BEGIN Supplied text

FAQs on Economy: Closed Economy and Open Economy Video Lecture - Crash Course for Haryana Public Service Commission (HPSC) - HPSC (Haryana)

1. What is the difference between a closed economy and an open economy?
Ans. A closed economy is one that does not engage in international trade; it is self-sufficient and relies on its own resources for goods and services. In contrast, an open economy interacts with other economies, allowing for the exchange of goods, services, and capital across borders. This interaction can lead to benefits such as increased market access and diversification of goods but also exposes the economy to global economic fluctuations.
2. What are the advantages of a closed economy?
Ans. The advantages of a closed economy include the protection of domestic industries from foreign competition, which can foster local job creation and economic stability. It allows the government to control economic activities more effectively and can lead to the preservation of cultural identity by limiting foreign influence. Additionally, a closed economy can ensure that resources are utilized to meet local needs first, potentially leading to sustainable development.
3. What are the disadvantages of an open economy?

END Supplied text

## Exercise details
Could you restate the economy FAQ, everything from "Ans. A closed" down to "global economic fluctuations.", substituting "self-reliant" for "self-sufficient"?

BEGIN Provided data

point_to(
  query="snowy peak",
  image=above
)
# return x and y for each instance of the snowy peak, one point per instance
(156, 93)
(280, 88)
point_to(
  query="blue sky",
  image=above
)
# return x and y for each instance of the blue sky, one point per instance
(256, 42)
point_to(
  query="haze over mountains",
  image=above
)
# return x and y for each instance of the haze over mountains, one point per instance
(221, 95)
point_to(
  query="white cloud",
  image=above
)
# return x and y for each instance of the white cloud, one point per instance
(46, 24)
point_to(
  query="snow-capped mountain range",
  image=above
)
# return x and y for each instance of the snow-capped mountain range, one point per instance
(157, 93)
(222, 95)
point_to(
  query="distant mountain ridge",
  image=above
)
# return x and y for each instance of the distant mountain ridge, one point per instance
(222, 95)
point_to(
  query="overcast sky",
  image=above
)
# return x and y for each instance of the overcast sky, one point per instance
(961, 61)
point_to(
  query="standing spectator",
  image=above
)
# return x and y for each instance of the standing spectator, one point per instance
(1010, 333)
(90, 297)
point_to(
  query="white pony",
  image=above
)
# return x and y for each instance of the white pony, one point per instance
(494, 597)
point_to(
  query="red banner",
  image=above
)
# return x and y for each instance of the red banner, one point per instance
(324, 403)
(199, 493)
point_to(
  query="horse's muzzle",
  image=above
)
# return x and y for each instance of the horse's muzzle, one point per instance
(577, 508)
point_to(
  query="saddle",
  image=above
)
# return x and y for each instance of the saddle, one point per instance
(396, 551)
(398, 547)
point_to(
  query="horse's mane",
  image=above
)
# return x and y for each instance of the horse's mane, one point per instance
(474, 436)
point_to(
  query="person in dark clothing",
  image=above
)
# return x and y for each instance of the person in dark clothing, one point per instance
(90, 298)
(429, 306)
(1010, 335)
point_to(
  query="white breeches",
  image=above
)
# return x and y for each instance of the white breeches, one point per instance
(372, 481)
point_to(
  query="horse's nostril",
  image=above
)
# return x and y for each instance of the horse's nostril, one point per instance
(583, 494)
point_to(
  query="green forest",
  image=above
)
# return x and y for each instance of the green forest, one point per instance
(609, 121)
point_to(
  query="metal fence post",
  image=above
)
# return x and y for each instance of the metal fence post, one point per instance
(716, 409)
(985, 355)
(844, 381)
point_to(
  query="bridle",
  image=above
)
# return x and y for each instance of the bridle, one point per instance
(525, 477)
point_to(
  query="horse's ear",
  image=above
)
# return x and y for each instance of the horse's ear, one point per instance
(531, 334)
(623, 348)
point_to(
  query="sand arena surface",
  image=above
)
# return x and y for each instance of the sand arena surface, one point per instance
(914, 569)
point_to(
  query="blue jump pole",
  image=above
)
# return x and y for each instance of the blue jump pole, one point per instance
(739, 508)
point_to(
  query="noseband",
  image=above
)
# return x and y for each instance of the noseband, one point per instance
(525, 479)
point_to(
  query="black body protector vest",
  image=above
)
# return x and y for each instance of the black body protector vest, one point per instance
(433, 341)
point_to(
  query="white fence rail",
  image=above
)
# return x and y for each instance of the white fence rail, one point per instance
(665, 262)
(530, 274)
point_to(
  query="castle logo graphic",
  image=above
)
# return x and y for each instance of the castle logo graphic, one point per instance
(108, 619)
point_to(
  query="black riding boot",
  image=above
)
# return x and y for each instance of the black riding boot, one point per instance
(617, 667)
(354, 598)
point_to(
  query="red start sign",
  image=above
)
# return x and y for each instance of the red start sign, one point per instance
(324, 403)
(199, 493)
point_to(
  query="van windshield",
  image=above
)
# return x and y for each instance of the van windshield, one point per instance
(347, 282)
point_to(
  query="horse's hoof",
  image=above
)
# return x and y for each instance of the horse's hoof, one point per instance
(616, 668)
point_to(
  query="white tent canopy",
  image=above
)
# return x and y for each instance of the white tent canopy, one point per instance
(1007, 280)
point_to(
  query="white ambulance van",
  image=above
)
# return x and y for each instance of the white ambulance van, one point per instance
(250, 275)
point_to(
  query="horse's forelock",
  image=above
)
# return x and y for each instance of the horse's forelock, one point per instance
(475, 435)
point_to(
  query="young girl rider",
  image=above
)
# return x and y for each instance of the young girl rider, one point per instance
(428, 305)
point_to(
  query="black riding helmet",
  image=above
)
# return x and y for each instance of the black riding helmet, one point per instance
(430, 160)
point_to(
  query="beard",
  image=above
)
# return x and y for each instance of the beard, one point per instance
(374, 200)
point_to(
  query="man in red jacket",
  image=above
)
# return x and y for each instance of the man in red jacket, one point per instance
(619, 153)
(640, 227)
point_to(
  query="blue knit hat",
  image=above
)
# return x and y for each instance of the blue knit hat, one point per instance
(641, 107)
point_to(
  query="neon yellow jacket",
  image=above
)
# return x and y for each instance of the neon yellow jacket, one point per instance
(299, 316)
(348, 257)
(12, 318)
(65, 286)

END Provided data

## Output for this task
Ans. A closed economy is one that does not engage in international trade; it is self-reliant and relies on its own resources for goods and services. In contrast, an open economy interacts with other economies, allowing for the exchange of goods, services, and capital across borders. This interaction can lead to benefits such as increased market access and diversification of goods but also exposes the economy to global economic fluctuations.